УСЛОВИЕ ЗАДАЧИ: Процитируйте все позиции ниже слово в слово, не включая в ответ изображения.

---------------

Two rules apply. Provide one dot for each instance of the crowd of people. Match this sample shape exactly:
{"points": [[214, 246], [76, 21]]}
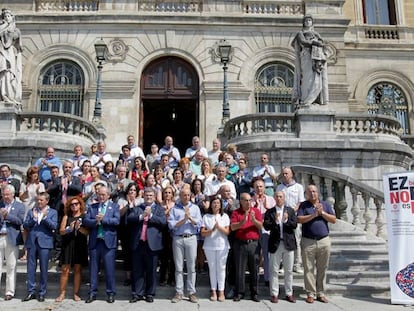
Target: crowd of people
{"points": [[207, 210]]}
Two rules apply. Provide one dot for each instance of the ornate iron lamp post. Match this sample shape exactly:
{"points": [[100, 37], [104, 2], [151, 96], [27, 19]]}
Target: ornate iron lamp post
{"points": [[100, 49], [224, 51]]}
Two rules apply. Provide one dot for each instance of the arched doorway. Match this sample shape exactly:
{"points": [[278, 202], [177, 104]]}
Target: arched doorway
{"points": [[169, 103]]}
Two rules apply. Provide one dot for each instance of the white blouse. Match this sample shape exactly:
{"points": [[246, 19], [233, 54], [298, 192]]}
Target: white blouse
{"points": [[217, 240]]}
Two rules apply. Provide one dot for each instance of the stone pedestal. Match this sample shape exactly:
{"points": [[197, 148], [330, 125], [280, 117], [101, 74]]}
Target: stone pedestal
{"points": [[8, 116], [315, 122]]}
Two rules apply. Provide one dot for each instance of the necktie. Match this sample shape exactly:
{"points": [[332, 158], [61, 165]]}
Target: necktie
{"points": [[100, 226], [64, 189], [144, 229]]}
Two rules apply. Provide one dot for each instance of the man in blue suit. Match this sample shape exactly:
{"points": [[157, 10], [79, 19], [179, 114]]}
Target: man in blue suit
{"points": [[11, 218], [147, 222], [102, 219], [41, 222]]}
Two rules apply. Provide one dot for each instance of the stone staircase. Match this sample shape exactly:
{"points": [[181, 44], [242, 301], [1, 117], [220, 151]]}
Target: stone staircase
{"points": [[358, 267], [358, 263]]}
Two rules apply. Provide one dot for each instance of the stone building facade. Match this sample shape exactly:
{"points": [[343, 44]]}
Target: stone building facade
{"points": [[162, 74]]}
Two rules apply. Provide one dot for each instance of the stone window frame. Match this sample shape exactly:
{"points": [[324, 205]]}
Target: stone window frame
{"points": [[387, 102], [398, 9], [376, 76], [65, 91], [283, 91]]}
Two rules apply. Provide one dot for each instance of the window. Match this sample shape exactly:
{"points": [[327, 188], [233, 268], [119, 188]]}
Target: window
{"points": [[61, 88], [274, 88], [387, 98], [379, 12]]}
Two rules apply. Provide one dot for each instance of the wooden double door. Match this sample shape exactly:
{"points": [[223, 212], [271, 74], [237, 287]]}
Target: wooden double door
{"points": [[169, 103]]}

---------------

ОТВЕТ НА ЗАДАНИЕ:
Two rules apply. Provide one dot for each instance of the crowd of people. Match this sample shape exactly:
{"points": [[214, 246], [76, 21]]}
Target: crowd of people
{"points": [[207, 210]]}
Two rules apply. Provide one dot for each instance of the ornate iron lamp post. Match this sample shape exactly:
{"points": [[100, 37], [104, 2], [151, 96], [27, 19]]}
Target: ornate iron lamp post
{"points": [[100, 49], [224, 51]]}
Two rules apply. Provide one dot for each instance of the arched doorway. Match this sample shape exactly:
{"points": [[278, 202], [177, 104]]}
Target: arched doorway
{"points": [[169, 103]]}
Two rules apply. Provide one dot for each instance of the white blouse. Match this sample shape exactly:
{"points": [[246, 19], [233, 54], [298, 192]]}
Target: white blouse
{"points": [[217, 240]]}
Two rules apply. Provide one dot for each instance of the stone pedestal. Match this sample shape exactly:
{"points": [[197, 148], [330, 125], [280, 117], [101, 74]]}
Target: stone pedestal
{"points": [[8, 116], [315, 122]]}
Two rules apply. Provide one dot for each instance of the necktie. Match this sample shape exactly:
{"points": [[332, 158], [61, 165]]}
Target: necktie
{"points": [[100, 226], [64, 189], [144, 229]]}
Two rules apply. Provide one dot for each instance of the man in blue suit. Match this sample shape exactly:
{"points": [[157, 10], [79, 19], [179, 114]]}
Target: man in blue suit
{"points": [[11, 218], [147, 222], [102, 219], [41, 222]]}
Two rules apply. Provide one dot for each instance of the stone staircase. Match this sample shape exactly:
{"points": [[181, 44], [242, 301], [1, 117], [220, 151]]}
Target: stone staircase
{"points": [[358, 267], [358, 263]]}
Two rules apply. Provide one dot for each instance of the stone building facade. Match this sample shape exactly:
{"points": [[343, 44]]}
Target: stone building facade
{"points": [[162, 74]]}
Two rules apply. Provide one dot for each instance of the stone window frame. Match this sample shape exactly:
{"points": [[324, 205]]}
Target: stone window frame
{"points": [[387, 102], [398, 9], [376, 76], [65, 91], [283, 91]]}
Two rules apply. Provide one dot for each instance of the window. Match this sample shape exactly:
{"points": [[327, 188], [233, 268], [119, 188]]}
Target: window
{"points": [[61, 88], [274, 88], [387, 98], [379, 12]]}
Two rules apply. Provide one dot for each instance of the wooden double door. Match this sample shape exactly:
{"points": [[223, 212], [271, 74], [237, 287]]}
Target: wooden double door
{"points": [[169, 103]]}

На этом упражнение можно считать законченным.